Can you retype each of the lines below word for word, leaving out the picture?

####################

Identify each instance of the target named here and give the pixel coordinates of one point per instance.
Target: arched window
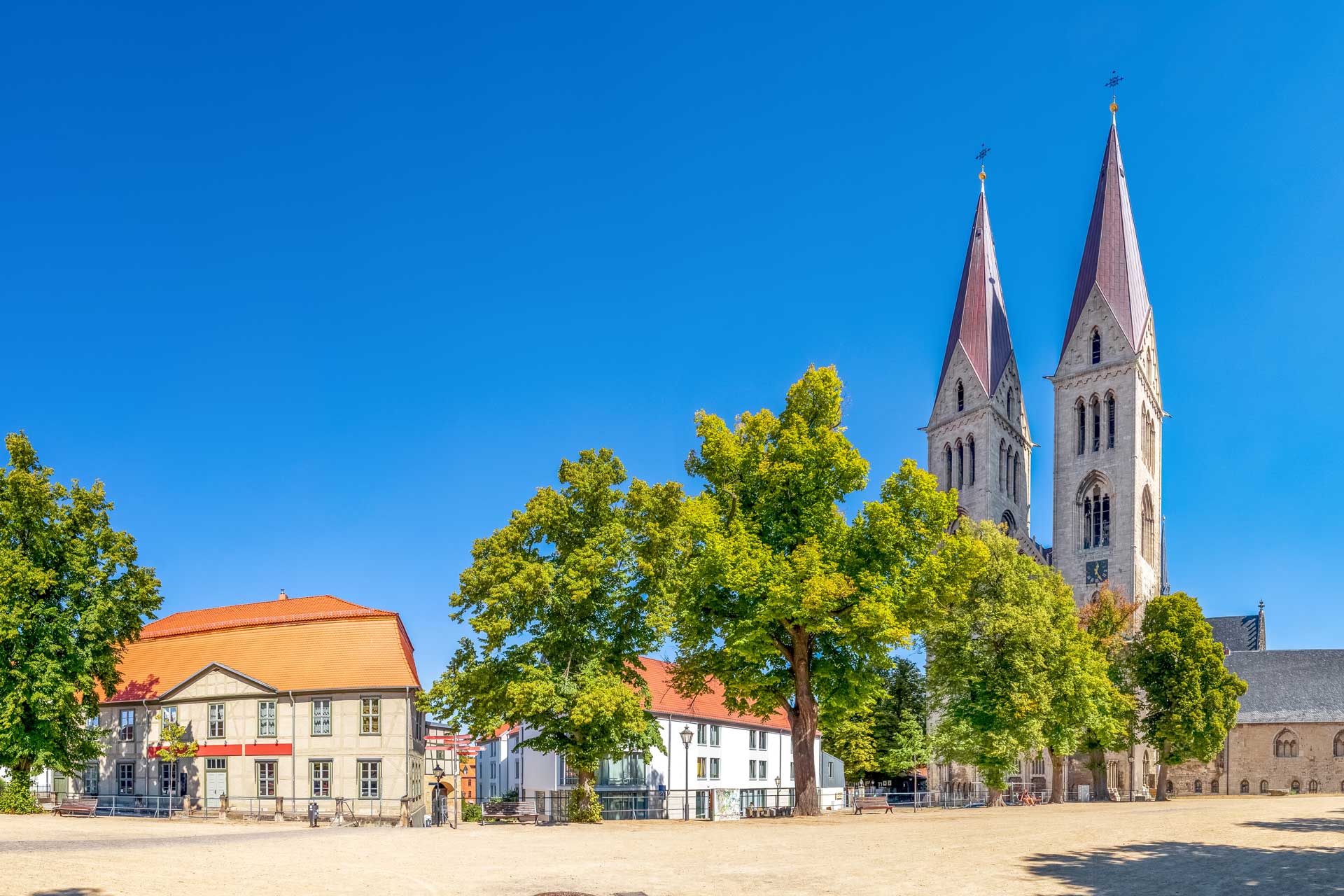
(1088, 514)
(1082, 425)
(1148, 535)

####################

== ANSWER TO THIS TASK ==
Identify each instance of the target named here and give the pixel coordinates of one point per instance.
Target: arched window
(1088, 514)
(1082, 425)
(1148, 535)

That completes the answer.